• **Assigned task**: Could you continue the post about fetching full Instagram captions and images from a shared URL, starting after its final sentence?

• **Excerpted passage**:
I'm working on an app that I want to publish. The plan is simple: when someone shares an Instagram post URL in my app, I want it to automatically fetch the full caption text and all images in the post, including carousel images by index. After that, I'd send this data to an LLM to summarize and save it for the user. I've explored some options:
- The oEmbed API only provides the partial caption and HTML, not the full text.
- The Instagram Graph/Basic Display API seems to allow fetching captions, but only for the authenticated user's own posts, not for any public post URL.
So I'm wondering: does an official API exist for this purpose (to get full captions and all images for a public post)? If not, what practical approaches do developers usually take? Would it be legal or practical to scrape this data and release my app, or would it be better to use a third-party service that handles Instagram scraping? I need to understand if scraping poses long-term risks or if there are safer alternatives using official APIs. Thanks!

• **Data for review**:
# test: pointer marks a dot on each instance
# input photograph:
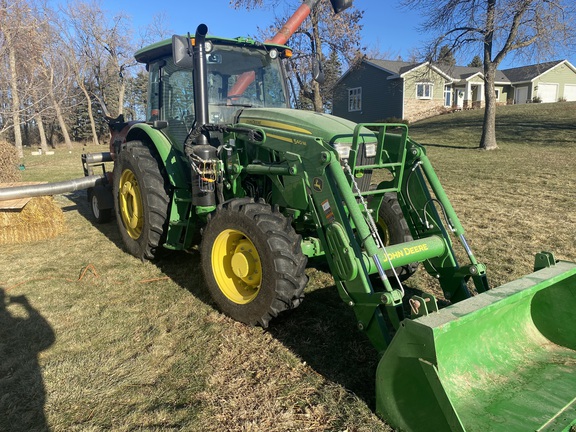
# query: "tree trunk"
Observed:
(488, 140)
(90, 113)
(59, 115)
(121, 92)
(317, 101)
(15, 95)
(42, 132)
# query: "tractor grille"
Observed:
(362, 159)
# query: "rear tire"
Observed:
(101, 216)
(252, 261)
(141, 199)
(393, 229)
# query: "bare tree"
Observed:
(498, 28)
(322, 36)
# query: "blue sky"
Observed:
(387, 27)
(397, 37)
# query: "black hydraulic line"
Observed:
(31, 191)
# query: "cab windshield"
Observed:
(242, 77)
(237, 77)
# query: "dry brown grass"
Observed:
(139, 346)
(40, 219)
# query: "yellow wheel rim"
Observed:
(130, 203)
(236, 266)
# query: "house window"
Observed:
(355, 99)
(424, 90)
(447, 96)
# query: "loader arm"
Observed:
(307, 165)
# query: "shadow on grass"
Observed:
(24, 333)
(449, 146)
(322, 332)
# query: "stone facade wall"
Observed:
(418, 109)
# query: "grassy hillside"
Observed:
(107, 342)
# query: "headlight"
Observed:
(343, 150)
(370, 149)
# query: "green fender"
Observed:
(173, 158)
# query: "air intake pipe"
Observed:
(201, 82)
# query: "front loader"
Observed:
(223, 162)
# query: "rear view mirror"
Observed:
(318, 71)
(340, 5)
(182, 51)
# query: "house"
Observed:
(374, 90)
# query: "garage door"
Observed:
(570, 92)
(548, 92)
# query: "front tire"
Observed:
(393, 229)
(252, 261)
(141, 199)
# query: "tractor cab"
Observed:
(235, 74)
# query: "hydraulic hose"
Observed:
(51, 188)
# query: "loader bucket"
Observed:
(504, 360)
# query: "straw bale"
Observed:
(9, 171)
(40, 219)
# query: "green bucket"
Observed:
(504, 360)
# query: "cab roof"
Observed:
(164, 48)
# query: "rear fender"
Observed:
(173, 159)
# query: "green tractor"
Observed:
(222, 161)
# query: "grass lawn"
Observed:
(93, 339)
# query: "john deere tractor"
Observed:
(223, 162)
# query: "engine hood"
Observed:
(331, 129)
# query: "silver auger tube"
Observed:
(30, 191)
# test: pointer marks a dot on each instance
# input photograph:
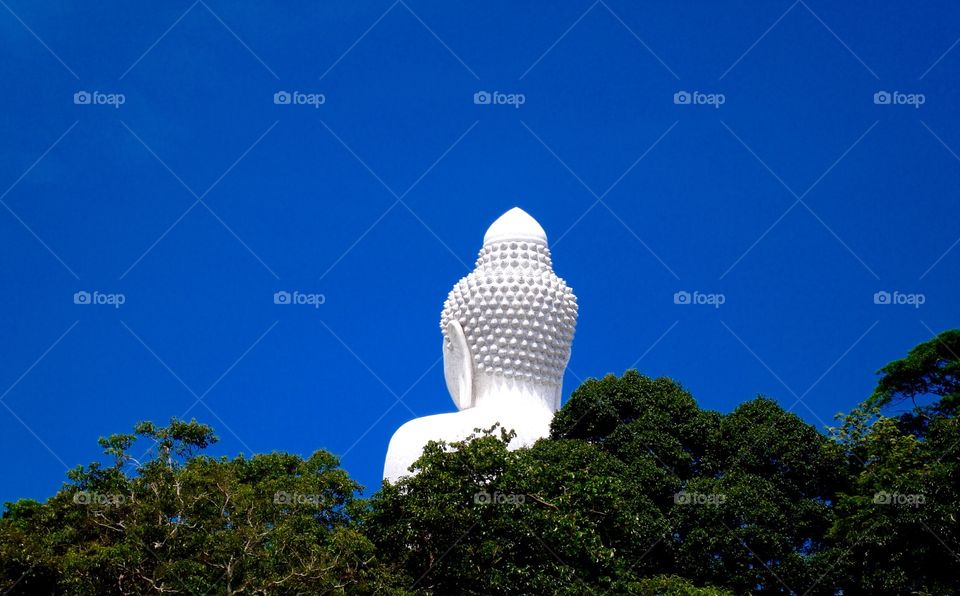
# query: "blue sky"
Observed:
(196, 199)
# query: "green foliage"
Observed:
(184, 522)
(930, 369)
(636, 491)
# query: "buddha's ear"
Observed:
(458, 366)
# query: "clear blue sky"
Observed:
(198, 198)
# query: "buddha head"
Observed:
(508, 326)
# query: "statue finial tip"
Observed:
(515, 224)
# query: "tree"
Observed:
(184, 522)
(897, 526)
(929, 369)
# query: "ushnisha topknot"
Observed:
(517, 315)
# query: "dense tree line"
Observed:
(636, 491)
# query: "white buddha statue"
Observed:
(507, 332)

• **Answer for the task**:
2 Answers
Unfortunately, you're out of luck. Pulling full captions and carousel images from Instagram directly is definitely against their terms of service. Meta doesn't allow it, and doing so could lead to your app being taken down.
For sure, those kinds of apps break Instagram's ToS. Reporting them could lead to Meta taking action, but they often only deal with high-profile violations. I wouldn't rely on their enforcement; it's more about what you want to risk.
True, it seems like they haven’t prioritized some of these smaller apps yet. It's a gamble too; settling into a comfortable risk zone might be your best bet for now!

But I've seen apps in the App Store that seem to do exactly this! How legal is it really? They might just be skating under the radar since they've got downloads and aren't taken down.